> [Questions to answer]:
[A] In the text on the Middle East war, substitute "tangled string" for "spaghetti" and rewrite the stretch from "In an article" through "into this mess.".
[B] According to the text on the Middle East war, which organization did the Biden administration announce it would stop funding?
[C] Carry on the text about the Middle East war from its final sentence.

> [Text provided]:
'''

A direct US attack inside Iran would massively inflame what is already a regional shooting war throughout the Middle East.
In an article headlined “The Ever-Expanding Middle East War,” The Economist explained:
If you drew a diagram of who is shooting at whom in the Middle East, it would look increasingly like a bowl of spaghetti. What began in October as a war between Israel and Hamas has now drawn in militants from four other Arab states. In addition, Iran, Israel, and Jordan all bombed Syria this month. Iran also unexpectedly bombed Pakistan, which must have wondered how it got dragged into this mess.
In the past two weeks, the United States has carried out strikes inside Syria, Iraq and Yemen, while its ally Israel is exchanging daily fire across its northern border with Lebanon, struck at alleged Iran-linked targets in Syria, and had military clashes with the Egyptian armed forces. Two US Navy SEALs were killed earlier this month during a raid on a ship the US alleged was carrying weapons to be used by Houthi rebels in Yemen.
The escalating war throughout the Middle East takes place as the United States is deepening its complicity in the genocide in Gaza.
On Friday, the Biden administration announced that it would suspend funding for United Nations Relief and Works Agency for Palestine Refugees in the Near East (UNRWA). The organization is the main lifeline for food and medical aid getting into Gaza, whose population is facing widespread starvation due to a deliberate Israeli blockade. The UK, Finland, Australia, Canada, Italy, the Netherlands and Switzerland also announced that they would suspend funding for the organization.

'''

Records from a dataset

'''

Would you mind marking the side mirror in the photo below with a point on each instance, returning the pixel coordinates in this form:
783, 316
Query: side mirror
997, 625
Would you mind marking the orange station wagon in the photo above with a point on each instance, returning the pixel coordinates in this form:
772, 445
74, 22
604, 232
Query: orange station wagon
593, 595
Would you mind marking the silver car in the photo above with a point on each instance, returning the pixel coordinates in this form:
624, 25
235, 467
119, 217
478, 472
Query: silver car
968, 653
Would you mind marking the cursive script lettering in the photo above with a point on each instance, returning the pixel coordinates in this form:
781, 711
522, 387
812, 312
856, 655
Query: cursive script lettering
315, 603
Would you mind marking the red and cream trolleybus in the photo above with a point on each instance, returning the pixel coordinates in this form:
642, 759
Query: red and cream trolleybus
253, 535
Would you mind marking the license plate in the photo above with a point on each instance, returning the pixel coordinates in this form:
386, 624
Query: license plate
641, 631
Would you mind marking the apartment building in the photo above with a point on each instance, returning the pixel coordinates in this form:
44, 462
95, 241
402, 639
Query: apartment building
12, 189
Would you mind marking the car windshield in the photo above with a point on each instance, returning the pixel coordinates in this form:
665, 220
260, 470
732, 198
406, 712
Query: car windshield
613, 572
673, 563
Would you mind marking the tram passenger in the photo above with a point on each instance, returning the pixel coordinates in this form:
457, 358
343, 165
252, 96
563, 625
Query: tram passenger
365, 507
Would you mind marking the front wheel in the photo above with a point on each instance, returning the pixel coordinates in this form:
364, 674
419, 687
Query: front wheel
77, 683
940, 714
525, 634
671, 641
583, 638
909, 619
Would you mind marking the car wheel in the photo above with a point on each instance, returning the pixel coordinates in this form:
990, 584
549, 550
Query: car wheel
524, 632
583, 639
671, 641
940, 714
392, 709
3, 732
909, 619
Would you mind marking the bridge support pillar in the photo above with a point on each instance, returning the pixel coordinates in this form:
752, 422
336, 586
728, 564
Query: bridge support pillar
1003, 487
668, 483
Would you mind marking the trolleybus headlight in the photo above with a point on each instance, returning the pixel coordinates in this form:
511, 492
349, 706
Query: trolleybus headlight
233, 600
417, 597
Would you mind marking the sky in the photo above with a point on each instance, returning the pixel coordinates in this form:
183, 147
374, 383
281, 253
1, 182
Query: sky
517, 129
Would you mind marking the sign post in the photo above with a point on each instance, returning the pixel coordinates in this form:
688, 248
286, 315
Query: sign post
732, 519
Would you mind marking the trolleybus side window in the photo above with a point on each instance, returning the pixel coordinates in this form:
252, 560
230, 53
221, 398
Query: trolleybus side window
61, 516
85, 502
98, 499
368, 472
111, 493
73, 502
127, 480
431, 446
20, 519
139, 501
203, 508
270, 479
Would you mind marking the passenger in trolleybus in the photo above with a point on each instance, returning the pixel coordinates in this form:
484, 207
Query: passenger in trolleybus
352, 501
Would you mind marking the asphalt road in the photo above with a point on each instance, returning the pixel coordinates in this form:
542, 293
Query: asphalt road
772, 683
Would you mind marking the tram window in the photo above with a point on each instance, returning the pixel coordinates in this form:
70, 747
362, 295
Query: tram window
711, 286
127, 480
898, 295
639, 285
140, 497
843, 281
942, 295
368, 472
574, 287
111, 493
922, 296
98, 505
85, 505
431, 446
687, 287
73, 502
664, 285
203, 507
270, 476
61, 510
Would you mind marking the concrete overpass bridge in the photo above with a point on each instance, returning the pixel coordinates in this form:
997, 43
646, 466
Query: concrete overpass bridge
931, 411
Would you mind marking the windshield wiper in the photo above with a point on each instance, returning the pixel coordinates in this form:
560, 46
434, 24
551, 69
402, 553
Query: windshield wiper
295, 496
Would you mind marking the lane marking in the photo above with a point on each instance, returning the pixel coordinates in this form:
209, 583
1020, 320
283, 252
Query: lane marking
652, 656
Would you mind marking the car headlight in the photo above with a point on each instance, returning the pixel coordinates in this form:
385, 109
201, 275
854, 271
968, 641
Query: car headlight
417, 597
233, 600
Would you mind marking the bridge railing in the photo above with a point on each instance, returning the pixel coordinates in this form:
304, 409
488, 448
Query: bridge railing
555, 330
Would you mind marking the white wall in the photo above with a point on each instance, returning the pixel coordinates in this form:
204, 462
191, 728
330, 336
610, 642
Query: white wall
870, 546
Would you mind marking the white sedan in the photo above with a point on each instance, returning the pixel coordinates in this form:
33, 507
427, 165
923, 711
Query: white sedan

'''

> [Set of answers]:
[A]
In an article headlined “The Ever-Expanding Middle East War,” The Economist explained:
If you drew a diagram of who is shooting at whom in the Middle East, it would look increasingly like a bowl of tangled string. What began in October as a war between Israel and Hamas has now drawn in militants from four other Arab states. In addition, Iran, Israel, and Jordan all bombed Syria this month. Iran also unexpectedly bombed Pakistan, which must have wondered how it got dragged into this mess.

[B] The United Nations Relief and Works Agency for Palestine Refugees in the Near East (UNRWA).

[C]
The US claimed that the action, which would only further mass death throughout Gaza, was in response to allegations that a dozen UNRWA employees took part in the October 7 attack on Israel. UNRWA employs 13,000 people in Gaza.
World Health Organization Director-General Tedros Adhanom Ghebreyesus declared, “We appeal to donors not to suspend their funding to @UNRWA at this critical moment. Cutting off funding will only hurt the people of #Gaza who desperately need support.”
Last week, the International Court of Justice ordered Israel to suspend its blockade of Gaza in response to a case brought by South Africa alleging Israel was carrying out genocide in Gaza.
Agnes Callamard, the secretary-general of Amnesty International, condemned the move in a statement on Twitter. “Sickening heartless decision of the richest countries in the world to punish the most vulnerable population on earth because of the alleged crimes of 12 people. Right after the ICJ ruling finding risk of genocide. Sickening.”
Sickening heartless decision of the richest countries in the world to punish the most vulnerable population on earth because of the alleged crimes of 12 people. Right after the ICJ ruling finding risk of genocide. Sickening. https://t.co/ARrPqUdyHA
— Agnes Callamard (@AgnesCallamard) January 28, 2024
Israel has responded to the ICJ ruling by intensifying its forcible displacement of Palestinians. In a statement published Sunday, the Euro-Med Human Rights Monitor warned,
Less than two days after the International Court of Justice (ICJ) ruled that Israel would be subject to temporary measures as a result of its military operations infringing upon its obligations under the Convention on the Prevention and Punishment of Genocide, including mass forced displacement to unsafe locations, thousands of people were forcibly evacuated from the Khan Yunis refugee camp and several other parts of the governorate to the Strip’s western coastal areas.
To date, 32,000 Gazans have been killed, including those both confirmed dead and who have been missing for more than two weeks, according to the monitor. These include 115 journalists, 675 healthcare workers and 165 civil defense workers. The vast majority of the dead are either women or children; 1.95 million people have been internally displaced.